## Problem requirements:
Nothing in the data may be changed; retype all of it.

## Supplied material:
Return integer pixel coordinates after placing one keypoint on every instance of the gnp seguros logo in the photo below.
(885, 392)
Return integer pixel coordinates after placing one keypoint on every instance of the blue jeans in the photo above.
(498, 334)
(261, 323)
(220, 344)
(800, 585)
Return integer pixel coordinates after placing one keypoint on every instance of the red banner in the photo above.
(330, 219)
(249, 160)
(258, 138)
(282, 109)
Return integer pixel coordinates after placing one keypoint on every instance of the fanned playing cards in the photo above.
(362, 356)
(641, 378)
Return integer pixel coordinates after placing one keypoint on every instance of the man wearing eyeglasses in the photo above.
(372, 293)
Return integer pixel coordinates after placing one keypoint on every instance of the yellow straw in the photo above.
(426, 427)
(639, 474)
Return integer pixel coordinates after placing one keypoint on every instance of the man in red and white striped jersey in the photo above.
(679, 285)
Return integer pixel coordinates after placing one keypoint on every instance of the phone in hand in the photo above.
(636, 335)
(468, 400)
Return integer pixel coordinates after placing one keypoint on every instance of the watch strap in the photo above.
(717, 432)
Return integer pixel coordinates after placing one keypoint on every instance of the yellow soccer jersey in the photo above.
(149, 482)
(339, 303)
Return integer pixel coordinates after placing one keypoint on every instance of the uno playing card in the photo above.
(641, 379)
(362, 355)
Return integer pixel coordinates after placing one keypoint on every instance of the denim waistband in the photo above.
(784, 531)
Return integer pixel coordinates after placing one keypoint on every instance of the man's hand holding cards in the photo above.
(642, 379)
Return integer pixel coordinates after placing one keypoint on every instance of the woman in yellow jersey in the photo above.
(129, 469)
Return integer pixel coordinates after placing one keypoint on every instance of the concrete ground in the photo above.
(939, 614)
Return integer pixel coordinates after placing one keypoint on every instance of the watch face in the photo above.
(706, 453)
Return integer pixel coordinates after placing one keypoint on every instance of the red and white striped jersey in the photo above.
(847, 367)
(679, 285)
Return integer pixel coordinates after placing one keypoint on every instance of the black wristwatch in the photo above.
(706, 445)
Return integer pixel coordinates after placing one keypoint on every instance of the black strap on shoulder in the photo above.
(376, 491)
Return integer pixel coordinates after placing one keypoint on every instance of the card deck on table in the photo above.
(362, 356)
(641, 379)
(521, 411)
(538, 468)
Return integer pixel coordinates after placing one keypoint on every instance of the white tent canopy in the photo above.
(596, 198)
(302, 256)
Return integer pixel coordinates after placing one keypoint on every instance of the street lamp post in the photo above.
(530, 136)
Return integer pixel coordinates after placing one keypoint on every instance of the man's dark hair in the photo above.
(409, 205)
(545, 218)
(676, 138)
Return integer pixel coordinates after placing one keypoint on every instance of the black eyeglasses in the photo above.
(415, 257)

## Written answer:
Return integer pixel coordinates after placing one keypoint on every instance of the gnp seguros logo in the photo below.
(885, 392)
Return integer pixel coordinates after placing one keypoint on every instance of the blue jeans in the photo above.
(498, 334)
(261, 323)
(220, 344)
(800, 585)
Return integer pixel coordinates after placing one keypoint on every instance of the red banner in the photo above.
(330, 219)
(249, 160)
(258, 138)
(282, 109)
Return integer pixel coordinates after placing one keypoint on every instance of the fanned playing cards in the photo above.
(362, 356)
(641, 378)
Return integer pixel coordinates after placing one keypoint on every instance of the man wearing eyeglasses in the photo above.
(372, 293)
Return integer pixel coordinates after placing one keypoint on every instance of the yellow straw in the photo above.
(426, 427)
(639, 474)
Return integer pixel coordinates after placing one keypoint on every instance of the man in red and white striped jersey in the photo above.
(679, 285)
Return integer pixel coordinates after placing one keypoint on every instance of the phone in hand in the photo above.
(636, 335)
(468, 400)
Return integer pixel coordinates after placing one keypoint on every instance of the watch strap in the photo above.
(717, 432)
Return integer pixel coordinates after placing one keypoint on every instance of the yellow soccer jersey in the photo above.
(149, 482)
(339, 303)
Return integer pixel coordinates after placing one keypoint on every instance of the uno playing card in the photo above.
(641, 379)
(362, 355)
Return integer pixel coordinates after placing one keypoint on every instance of the denim waistband in the photo above.
(784, 531)
Return integer pixel coordinates after placing one keypoint on every instance of the man's hand holding cards in the photo above.
(642, 379)
Return integer pixel coordinates after placing one keypoint on every instance of the woman in yellow jersey in the photo above.
(129, 469)
Return integer pixel coordinates after placing one keypoint on every instance of the concrete ground in the photo above.
(939, 614)
Return integer pixel coordinates after placing one keypoint on every instance of the watch face in the photo above.
(706, 453)
Return integer pixel coordinates after placing one keypoint on every instance of the red and white striped jersey in the photo above.
(847, 367)
(679, 285)
Return integer pixel coordinates after placing one keypoint on every instance of the black wristwatch in the photo above.
(706, 445)
Return integer pixel coordinates after placing one keypoint on every instance of the black strap on shoulder in the photo above.
(376, 491)
Return integer pixel coordinates after placing one keypoint on every instance of the card deck on table in the photo above.
(362, 356)
(641, 379)
(521, 411)
(538, 468)
Return integer pixel coordinates after placing one keypoint on every instance of the white tent canopy in the photo above.
(596, 198)
(302, 256)
Return integer pixel coordinates after placing one keypoint on every instance of the street lamp post in the photo above.
(530, 136)
Return integer pixel coordinates after placing one keypoint on every instance of the man's dark hair in the photo above.
(409, 205)
(545, 218)
(676, 138)
Return integer pixel coordinates after placing one keypoint on every instance of the black eyeglasses in the photo above.
(415, 257)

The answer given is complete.